Passage provided -
🤖 AI Summary
Large language models (LLMs) struggle to efficiently process structured graph data, as existing approaches rely on costly text-based graph serialization, extensive post-training, and fragile cross-modal alignment. Method: This paper proposes an implicit graph knowledge injection paradigm that eschews runtime access to raw graphs or explicit modality alignment; instead, it employs lightweight LoRA-based fine-tuning to internalize graph-structural knowledge—particularly relational path semantics—directly into LLM parameters. Contribution/Results: By bypassing conventional graph-to-text conversion and cross-modal alignment bottlenecks, the method achieves significant improvements over state-of-the-art methods across multiple graph reasoning benchmarks. It offers low inference overhead, strong generalization to unseen graph structures, and scalability to large-scale graphs—establishing a novel, practical pathway for deploying LLMs on real-world graph tasks.

Complete the following -
A. In the summary about graph knowledge in language models, what kind of fine-tuning does the proposed method use to build graph-structural knowledge into the model's parameters?
B. Extend the summary about graph knowledge in language models with a few more sentences after its final one.
The material has no connection to the summary about injecting graph knowledge into language models.

(Segmentation mask data)
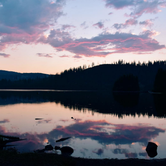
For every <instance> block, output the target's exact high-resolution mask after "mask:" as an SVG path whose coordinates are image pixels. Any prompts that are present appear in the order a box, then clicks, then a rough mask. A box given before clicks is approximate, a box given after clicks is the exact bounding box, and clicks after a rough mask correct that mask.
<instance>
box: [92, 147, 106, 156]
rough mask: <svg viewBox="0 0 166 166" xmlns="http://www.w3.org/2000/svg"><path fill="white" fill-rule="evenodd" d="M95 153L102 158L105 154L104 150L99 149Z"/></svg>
mask: <svg viewBox="0 0 166 166" xmlns="http://www.w3.org/2000/svg"><path fill="white" fill-rule="evenodd" d="M93 153H96V154H97V155H99V156H101V155H102V154H103V153H104V150H103V149H97V150H95V151H93Z"/></svg>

Expected responses -
A. It uses lightweight LoRA-based fine-tuning.

B.
📝 Abstract
Large Language Models (LLMs) have demonstrated remarkable capabilities in modeling sequential textual data and generalizing across diverse tasks. However, adapting LLMs to effectively handle structural data, such as knowledge graphs or web data, remains a challenging problem. Some approaches adopt complex strategies to convert graphs into text sequences, resulting in significant token overhead and rendering them impractical for large-scale graphs. Others introduce additional modules to encode graphs into fixed-size token representations for LLMs. However, these methods typically require large-scale post-training on graph-text corpus and complex alignment procedures, yet often yield sub-optimal results due to poor modality alignment. Inspired by in-parameter knowledge injection for test-time adaptation of LLMs, we propose GRIP, a novel framework that equips LLMs with the ability to internalize complex relational information from graphs through carefully designed fine-tuning tasks. This knowledge is efficiently stored within lightweight LoRA parameters, enabling the fine-tuned LLM to perform a wide range of graph-related tasks without requiring access to the original graph at inference time. Extensive experiments across multiple benchmarks validate the effectiveness and efficiency of our approach.